Fragmento del texto ->
-------------------------
Hasta el año 2003, Herman hacía parte de un grupo de teatro paramilitar en el que interpretaba el rol de una mujer. Todos los roles eran interpretados por hombres y Herman interpretaba a una madre que cuenta historias divertidas. A Anwar le parecía maravilloso y sugirió que Herman apareciera vestido de mujer en la película. A mí me pareció genial y sorprendente, y pensé que para el espectador debería ser tan misterioso como lo fue para mí.

The Act of Killing, como bien lo dice Werner Herzog, cambió la historia del documental. Pero también está cambiando la historia de Indonesia. ¿Cuál cree que debe ser el rol del arte?

El arte debe ayudarle a la gente a entender lo que ya sabe. El arte debe invitar, forzar y seducir a las personas para que miren los efectos más dolorosos, misteriosos, sorprendentes, difíciles, enigmáticos de lo que somos. Debe mostrarnos cosas que ya sabemos pero que tenemos miedo de ver o de imaginar. El artista debe ser como el niño del cuento del traje nuevo del emperador. El arte puede abrir espacios para que la gente hable de los problemas que no hemos tenido el coraje de abordar o de mencionar. Y eso ha pasado en Indonesia. El documental abrió un espacio para que los medios dijeran que el genocidio fue un genocidio y para que se investi-gue. La nominación al premio Oscar ha logrado que el gobier-no de Indonesia diga “esto que pasó fue malo y necesitamos re-conciliación”. Es la primera vez que el gobierno admite que pasó algo grave. Hasta ahora, 1965 había sido un episodio heroi-co de la historia nacional. No creo que sean pronunciamien-tos vacíos; son, más bien, un barómetro de lo mucho que ha cambiado Indonesia desde 2012 cuando salió la película. En Es-tados Unidos, The Act of Killing también ha servido para señalar la responsabilidad de nuestro gobierno, forzando a la gente a decir sí, Anwar disfruta la impu-nidad, pero nosotros también.

La conexión colombiana

Cuando Herman, el compañero de Anwar, decide lanzarse al ruedo político, la cámara de Oppenheimer lo sigue. Herman imprime afiches, vocifera su nombre con un megáfono por las calles de Medan y visita barrios marginados repartiendo tarjetitas que invitan a votar por él. Le preguntan qué va a regalar a cambio del voto y él contesta que cuando voten les lleva su obsequio. Mientras tanto, Herman explica sus verdaderos motivos: “Si me eligen y quedo en la Comisión de Construcción puedo pedirle dinero a todos. Por ejemplo, si a un edificio le faltan diez centímetros de altura, puedo pedir que lo tumben. Entonces me dirán, no nos reportes, toma tu dinero. Incluso si el edificio está en perfectas condiciones, si los amenazo, me darán dinero”. Y luego se le encienden los ojos y declara triunfal: “En una manzana con diez edificios, si cada uno me da diez mil, ¡puras matemáticas! ¡Son cien mil!”.
-------------------------
Material de trabajo ->
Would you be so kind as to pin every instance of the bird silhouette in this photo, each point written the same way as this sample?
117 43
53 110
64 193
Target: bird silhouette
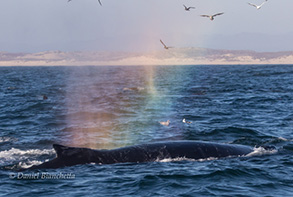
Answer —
258 6
188 8
212 16
165 47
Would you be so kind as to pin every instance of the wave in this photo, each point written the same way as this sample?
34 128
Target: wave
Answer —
6 139
23 157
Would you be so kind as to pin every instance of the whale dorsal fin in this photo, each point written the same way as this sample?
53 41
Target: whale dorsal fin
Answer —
60 150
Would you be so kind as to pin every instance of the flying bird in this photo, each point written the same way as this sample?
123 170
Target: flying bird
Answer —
-------------------------
Lista de tareas ->
a – Reproduce el fragmento sobre The Act of Killing empezando por "Hasta el año" y siguiendo hasta "fue para mí.", pero cambia "madre" por "abuela".
b – Presenta como lista numerada las filas que van desde la línea que contiene "of the whale" hasta la última fila, sin incluir las líneas en blanco.
El texto y las filas no guardan ninguna relación entre sí.

Respuestas ->
a –
Hasta el año 2003, Herman hacía parte de un grupo de teatro paramilitar en el que interpretaba el rol de una mujer. Todos los roles eran interpretados por hombres y Herman interpretaba a una abuela que cuenta historias divertidas. A Anwar le parecía maravilloso y sugirió que Herman apareciera vestido de mujer en la película. A mí me pareció genial y sorprendente, y pensé que para el espectador debería ser tan misterioso como lo fue para mí.

b –
1. Would you be so kind as to pin every instance of the whale dorsal fin in this photo, each point written the same way as this sample?
2. 53 41
3. Target: whale dorsal fin
4. Answer —
5. 60 150
6. Would you be so kind as to pin every instance of the flying bird in this photo, each point written the same way as this sample?
7. 123 170
8. Target: flying bird
9. Answer —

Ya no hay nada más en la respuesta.